▶ **TEXT EXCERPT**
—————

The extension of our selves that we feel when using these, when driving, that is what The Singularity ignores - we can almost achieve an end result of The Singularity already, sans wetware, sans ultra-powerful external computing. Until a paradigm shift - until something quantitatively massively different and better comes along, completely replacing what already exists, this key point will prevent The Singularity from occurring as some envision. It might not prevent another Singularity, one that is perhaps more subtle and less intrusive, but it probably won't lead to the Kurzweil Singularity or another kind of man/machine interface.

While I do believe all of this, here's the best part: there is always a chance of something from left field. Something may happen, or a development may occur, and suddenly we're sitting in the modified future in 50 years, reading this and laughing at my ignorance.

1 comment:

Adam Wykes said...

Hah, thanks for the opposing point of view.

When I got to ask William Gibson my one question at the book signing I went to in Chicago for his new novel, Zero History, I asked something along the lines of "is Zero History's title a reference to the sort of lacuna future generations will have regarding their understanding of the present time, such that they will feel like they have no history, and is this trend of yours toward setting your books further and further into the recent past a symptom of a prognosticating writer faced with the blinding wall of a singularity come nigh?"

Of course I asked it much less intelligently, but I asked it all he same, and once I had articulated myself painfully he made it clear that he thought the Singularity was hogwash; an idea to be rejected simply on the basis of its religiosity, if not the very real wall that silicon chips are coming up against in terms of raw processing power.

So you have a powerful friend on your side, but I have to say not even this can make me believe that a sea change is in the works for human history in the first century of this millenium.

For me, the singularity isn't as defined as Kurzweil's or the other common flavors - machine sentience or sudden material wealth for everyone courtesy of Santa Claus Machines. All three of these singularities are hard and require leaps that as you aptly intuit are beyond our grasp and will be for quite some time.

—————

Data records
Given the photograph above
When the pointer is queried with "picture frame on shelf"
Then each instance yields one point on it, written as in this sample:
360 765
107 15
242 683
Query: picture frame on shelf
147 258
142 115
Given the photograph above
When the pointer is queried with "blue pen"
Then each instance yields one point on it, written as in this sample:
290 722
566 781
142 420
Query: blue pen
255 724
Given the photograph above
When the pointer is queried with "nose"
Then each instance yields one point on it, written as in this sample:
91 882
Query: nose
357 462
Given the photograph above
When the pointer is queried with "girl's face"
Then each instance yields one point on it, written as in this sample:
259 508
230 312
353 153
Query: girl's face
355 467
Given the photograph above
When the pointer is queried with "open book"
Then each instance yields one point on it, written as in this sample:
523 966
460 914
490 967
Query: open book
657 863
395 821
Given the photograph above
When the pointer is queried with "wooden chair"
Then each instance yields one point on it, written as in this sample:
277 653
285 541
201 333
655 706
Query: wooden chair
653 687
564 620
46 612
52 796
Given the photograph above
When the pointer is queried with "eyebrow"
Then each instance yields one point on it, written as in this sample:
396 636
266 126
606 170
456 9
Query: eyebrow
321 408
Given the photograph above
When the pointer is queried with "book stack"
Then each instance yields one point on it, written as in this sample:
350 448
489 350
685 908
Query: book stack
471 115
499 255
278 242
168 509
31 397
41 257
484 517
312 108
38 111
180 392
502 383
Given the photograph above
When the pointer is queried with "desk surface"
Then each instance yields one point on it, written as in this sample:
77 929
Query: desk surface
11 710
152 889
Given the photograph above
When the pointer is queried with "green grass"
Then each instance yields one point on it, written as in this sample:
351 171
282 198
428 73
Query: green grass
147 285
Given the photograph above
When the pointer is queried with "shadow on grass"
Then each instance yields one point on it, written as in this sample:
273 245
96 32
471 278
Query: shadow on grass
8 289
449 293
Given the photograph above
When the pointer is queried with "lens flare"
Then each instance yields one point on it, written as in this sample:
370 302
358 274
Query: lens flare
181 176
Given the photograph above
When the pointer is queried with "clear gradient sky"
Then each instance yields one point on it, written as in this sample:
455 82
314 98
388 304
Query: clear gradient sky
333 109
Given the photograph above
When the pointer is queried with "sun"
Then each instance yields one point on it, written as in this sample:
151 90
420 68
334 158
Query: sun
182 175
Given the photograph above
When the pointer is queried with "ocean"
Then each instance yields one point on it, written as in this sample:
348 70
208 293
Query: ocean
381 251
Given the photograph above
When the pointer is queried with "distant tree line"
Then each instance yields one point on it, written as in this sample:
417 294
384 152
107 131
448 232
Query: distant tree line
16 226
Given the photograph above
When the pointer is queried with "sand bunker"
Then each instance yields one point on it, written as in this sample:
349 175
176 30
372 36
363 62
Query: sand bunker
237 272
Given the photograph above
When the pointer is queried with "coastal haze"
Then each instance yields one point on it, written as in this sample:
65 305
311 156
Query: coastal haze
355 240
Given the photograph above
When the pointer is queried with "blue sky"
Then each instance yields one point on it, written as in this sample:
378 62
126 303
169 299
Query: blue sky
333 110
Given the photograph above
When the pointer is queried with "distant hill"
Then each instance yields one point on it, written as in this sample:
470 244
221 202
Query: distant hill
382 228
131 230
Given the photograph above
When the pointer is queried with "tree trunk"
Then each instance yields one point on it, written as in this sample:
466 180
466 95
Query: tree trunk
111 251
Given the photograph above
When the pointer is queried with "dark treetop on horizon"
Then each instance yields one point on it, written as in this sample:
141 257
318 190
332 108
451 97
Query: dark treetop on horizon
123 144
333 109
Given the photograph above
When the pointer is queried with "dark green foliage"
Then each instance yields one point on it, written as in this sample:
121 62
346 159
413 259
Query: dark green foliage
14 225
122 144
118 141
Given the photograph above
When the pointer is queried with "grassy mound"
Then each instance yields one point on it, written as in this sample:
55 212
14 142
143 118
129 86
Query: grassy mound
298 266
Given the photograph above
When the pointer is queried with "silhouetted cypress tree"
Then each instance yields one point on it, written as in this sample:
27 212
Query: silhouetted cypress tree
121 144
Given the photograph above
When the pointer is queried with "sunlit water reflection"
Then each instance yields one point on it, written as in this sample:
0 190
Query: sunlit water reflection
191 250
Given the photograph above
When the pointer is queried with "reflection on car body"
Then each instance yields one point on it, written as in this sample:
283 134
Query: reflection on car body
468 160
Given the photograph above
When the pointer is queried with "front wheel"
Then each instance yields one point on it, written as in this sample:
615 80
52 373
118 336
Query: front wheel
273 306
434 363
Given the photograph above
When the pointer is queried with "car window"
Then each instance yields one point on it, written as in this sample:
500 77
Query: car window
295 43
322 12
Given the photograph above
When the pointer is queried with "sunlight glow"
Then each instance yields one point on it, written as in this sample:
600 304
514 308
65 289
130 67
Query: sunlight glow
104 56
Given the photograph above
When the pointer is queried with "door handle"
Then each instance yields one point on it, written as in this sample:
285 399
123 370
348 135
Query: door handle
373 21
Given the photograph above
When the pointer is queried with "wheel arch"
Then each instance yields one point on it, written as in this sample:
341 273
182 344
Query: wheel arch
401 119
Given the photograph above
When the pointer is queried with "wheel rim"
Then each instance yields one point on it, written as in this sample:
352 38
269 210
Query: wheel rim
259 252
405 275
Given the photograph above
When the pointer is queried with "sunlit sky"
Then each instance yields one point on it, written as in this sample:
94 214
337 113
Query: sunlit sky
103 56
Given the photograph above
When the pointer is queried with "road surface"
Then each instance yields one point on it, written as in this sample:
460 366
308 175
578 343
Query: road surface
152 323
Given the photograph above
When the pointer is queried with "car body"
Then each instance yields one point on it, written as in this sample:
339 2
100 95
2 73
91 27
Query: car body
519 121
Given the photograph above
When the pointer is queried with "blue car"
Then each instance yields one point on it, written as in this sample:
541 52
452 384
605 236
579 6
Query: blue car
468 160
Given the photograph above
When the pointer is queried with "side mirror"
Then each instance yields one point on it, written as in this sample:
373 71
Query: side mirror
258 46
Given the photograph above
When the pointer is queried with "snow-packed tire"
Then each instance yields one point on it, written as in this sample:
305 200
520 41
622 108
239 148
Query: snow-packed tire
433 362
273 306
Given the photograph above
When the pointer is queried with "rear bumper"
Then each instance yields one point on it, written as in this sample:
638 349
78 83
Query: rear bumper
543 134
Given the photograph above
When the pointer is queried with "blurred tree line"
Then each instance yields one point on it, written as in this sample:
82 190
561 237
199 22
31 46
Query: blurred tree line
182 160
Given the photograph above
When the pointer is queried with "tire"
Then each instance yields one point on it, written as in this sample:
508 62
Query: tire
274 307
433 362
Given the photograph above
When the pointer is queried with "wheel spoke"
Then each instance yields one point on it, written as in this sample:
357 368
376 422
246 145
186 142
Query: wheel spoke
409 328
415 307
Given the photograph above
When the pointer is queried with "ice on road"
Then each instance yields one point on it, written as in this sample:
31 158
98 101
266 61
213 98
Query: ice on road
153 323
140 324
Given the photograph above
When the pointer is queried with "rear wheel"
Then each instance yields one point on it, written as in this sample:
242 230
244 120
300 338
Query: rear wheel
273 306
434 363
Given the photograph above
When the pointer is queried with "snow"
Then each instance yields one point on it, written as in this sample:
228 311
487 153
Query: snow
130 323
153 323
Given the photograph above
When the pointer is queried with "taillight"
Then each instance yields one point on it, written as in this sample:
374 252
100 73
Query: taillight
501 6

—————

▶ **WORK ORDER 1**
Please list the three singularities that the last paragraph of the Singularity excerpt calls hard.
▶ **WORK ORDER 2**
Resume the Singularity excerpt after its final sentence.
The data records have no connection to the Singularity excerpt.

▶ **YOUR RESPONSE 1**
Kurzweil's singularity; machine sentience; sudden material wealth for everyone courtesy of Santa Claus Machines

▶ **YOUR RESPONSE 2**
The nearing singularity that I imagine has more to do with the rate of change. You take a look at any number of statistics in the 20th century and you will see that it was a century of ramping up - in population, in computing power, in global GDP, in city populations, in genetic research, etc.

So long as the rate of change in most of these areas continues at an increasing rate, we will have a Change Singularity. That is, human society will be forced to adapt to rates of change so far beyond anything previously encountered even in the previous generation that few to no prior historical events will compare or offer a hint of how we should move forward.

The early part of the 2000s seem ripe for that kind of a Singularity:

1. World population is expected to climb exponentially until somewhere around 2050.

2. Computing power and genetic know-how are as of yet still increasing exponentially.

3. The problem of global warming will put extra pressure on the rising population as habitable lands become scarcer.

4. The internet looks set to keep increasing its audience at a faster pace worldwide than print, radio, or television ever did.

5. Global GDP looks set to keep rising.

6. The number of scientific papers published every year continues to increase exponentially.

7. Cell phones and other mobile devices are maintaining an exponential trend of penetration into markets worldwide.

If I were a Science Fiction author, I would look for my Singularity at the intersection of one or more of these skeins.